Staring Down Facebook!

19 Sep

One of the most challenging tasks human beings face is to define their identity – who they are and how they fit into the world. While we adults may be comfortable with who we are, our young people face a more difficult task than the one we faced at their age.


Social media in all its forms from Facebook to Twitter has changed the game. Growing up in the ‘60’s and finding out whom we were and where we fitted involved defining ourselves in, at the most 2 places, home and school. We may have had one identity at home and one at school but those identities were relatively stable and secure. We were who we were and we had no need to change except if we moved town or school.

Today, our children face a much more difficult task courtesy of social media. Not only do they have to define themselves in the home or in their school but also they are under constant pressure to define and redefine themselves each time they log on. Once they place themselves on platforms such as Facebook, they discover that they have to constantly reinvent themselves in response to the comments they find on their wall. If they are going to stay relevant and have any chance of being apart of the ‘in-crowd’, they need to respond to what people say, be it positive or negative comment.

The result of this constant need to reassess and reinvent themselves is that they become fragmented and disconnected from who they are. The more often they have to do this, the more fragmented their understanding of themselves becomes. In the end they simply do not know who they are which can have a major impact on their lives.

DIRECTIVE 1:
Can you write out the passage of the social media piece from "Staring Down Facebook!" to "at their age." word for word?
DIRECTIVE 2:
Give the entries again, unchanged, from the line with "Where can the grassy bank be found here?" to the line with "[[151, 668], [226, 174], [727, 438], [1276, 560]]", including both of those lines.

DATA TO PROCESS:
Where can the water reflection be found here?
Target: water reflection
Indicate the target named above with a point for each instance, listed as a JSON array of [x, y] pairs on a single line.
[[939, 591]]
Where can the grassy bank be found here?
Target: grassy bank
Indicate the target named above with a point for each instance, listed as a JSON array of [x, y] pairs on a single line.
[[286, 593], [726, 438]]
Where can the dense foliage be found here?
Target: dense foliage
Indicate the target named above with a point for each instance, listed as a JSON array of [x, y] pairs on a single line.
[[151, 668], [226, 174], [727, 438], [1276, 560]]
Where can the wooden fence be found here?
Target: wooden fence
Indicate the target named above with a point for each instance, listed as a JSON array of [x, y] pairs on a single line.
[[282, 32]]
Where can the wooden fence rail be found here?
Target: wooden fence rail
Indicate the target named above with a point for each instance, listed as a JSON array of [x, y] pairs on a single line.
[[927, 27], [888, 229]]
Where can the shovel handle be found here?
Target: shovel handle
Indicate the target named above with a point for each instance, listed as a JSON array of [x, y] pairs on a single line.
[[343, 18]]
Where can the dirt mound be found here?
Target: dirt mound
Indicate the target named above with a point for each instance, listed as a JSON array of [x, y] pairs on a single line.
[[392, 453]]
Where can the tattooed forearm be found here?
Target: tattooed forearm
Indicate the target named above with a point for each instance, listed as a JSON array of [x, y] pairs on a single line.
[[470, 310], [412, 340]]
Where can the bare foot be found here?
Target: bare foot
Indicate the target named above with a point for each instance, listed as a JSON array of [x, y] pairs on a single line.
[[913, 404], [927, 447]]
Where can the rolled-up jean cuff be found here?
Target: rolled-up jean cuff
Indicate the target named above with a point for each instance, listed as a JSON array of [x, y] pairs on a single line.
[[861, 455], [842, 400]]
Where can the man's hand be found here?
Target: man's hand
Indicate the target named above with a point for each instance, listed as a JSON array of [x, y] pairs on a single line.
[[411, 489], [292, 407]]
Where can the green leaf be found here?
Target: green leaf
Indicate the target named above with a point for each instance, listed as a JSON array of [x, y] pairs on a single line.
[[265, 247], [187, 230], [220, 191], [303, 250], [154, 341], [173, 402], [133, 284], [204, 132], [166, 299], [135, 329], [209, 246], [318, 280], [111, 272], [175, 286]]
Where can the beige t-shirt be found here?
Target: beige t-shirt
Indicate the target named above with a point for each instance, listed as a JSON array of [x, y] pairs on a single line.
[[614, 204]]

EXERCISE OUTPUT 1:
Staring Down Facebook!

19 Sep

One of the most challenging tasks human beings face is to define their identity – who they are and how they fit into the world. While we adults may be comfortable with who we are, our young people face a more difficult task than the one we faced at their age.

EXERCISE OUTPUT 2:
Where can the grassy bank be found here?
Target: grassy bank
Indicate the target named above with a point for each instance, listed as a JSON array of [x, y] pairs on a single line.
[[286, 593], [726, 438]]
Where can the dense foliage be found here?
Target: dense foliage
Indicate the target named above with a point for each instance, listed as a JSON array of [x, y] pairs on a single line.
[[151, 668], [226, 174], [727, 438], [1276, 560]]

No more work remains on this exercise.